▶ WHAT IS NEEDED
Give back the entries exactly as they read, leaving each image out.

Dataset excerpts
=== Begin Enclosure ===

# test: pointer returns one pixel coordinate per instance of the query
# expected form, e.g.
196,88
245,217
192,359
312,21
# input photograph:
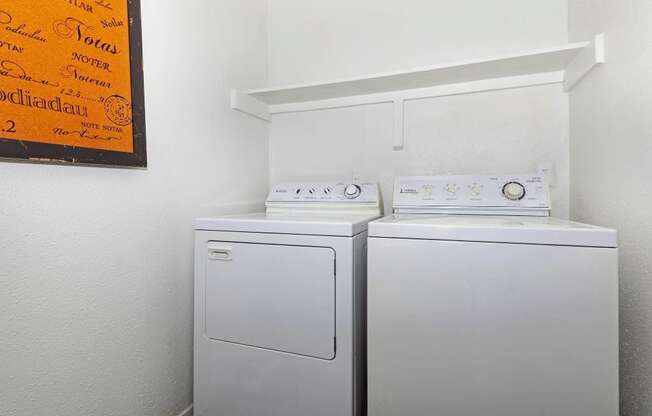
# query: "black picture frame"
25,150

=== End Enclosure ===

▶ EXPECTED ANSWER
# test: pointer returns one pixel coordinate per instance of the query
# expected form, e.g.
196,88
245,217
192,359
312,21
# input photograph:
# query: "black picture frame"
25,150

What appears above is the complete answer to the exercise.